Copy out the final stretch of the listing: the line that contains "Target: cat's gray fur" and all lines after it, exactly as they appear.

■ ■ ■

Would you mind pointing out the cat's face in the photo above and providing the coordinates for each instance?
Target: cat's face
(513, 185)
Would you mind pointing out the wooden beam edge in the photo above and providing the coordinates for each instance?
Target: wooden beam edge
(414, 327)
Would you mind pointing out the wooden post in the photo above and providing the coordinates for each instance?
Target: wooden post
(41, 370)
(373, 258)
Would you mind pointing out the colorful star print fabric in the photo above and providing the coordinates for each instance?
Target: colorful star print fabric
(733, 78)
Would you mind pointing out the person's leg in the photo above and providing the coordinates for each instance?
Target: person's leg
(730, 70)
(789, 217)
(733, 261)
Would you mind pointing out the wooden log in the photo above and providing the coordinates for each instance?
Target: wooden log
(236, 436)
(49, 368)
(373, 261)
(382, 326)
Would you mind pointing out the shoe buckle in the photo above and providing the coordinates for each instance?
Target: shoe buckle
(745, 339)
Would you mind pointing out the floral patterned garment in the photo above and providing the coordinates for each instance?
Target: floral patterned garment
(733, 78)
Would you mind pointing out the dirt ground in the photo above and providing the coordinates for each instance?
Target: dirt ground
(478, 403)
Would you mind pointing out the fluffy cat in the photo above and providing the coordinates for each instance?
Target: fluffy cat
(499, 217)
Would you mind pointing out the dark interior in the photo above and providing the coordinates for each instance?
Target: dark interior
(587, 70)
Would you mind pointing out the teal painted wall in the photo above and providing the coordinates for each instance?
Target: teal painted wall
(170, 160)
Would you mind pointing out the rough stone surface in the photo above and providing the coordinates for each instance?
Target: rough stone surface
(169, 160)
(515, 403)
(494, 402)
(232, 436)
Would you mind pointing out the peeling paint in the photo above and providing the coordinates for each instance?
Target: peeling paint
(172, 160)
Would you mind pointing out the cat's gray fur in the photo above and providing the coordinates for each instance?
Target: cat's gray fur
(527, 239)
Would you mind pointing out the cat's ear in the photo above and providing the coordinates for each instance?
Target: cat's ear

■ ■ ■

■ SOLUTION ■
Target: cat's gray fur
(527, 239)
Would you mind pointing out the cat's ear in the photo above and providing the coordinates for each instance?
Target: cat's ear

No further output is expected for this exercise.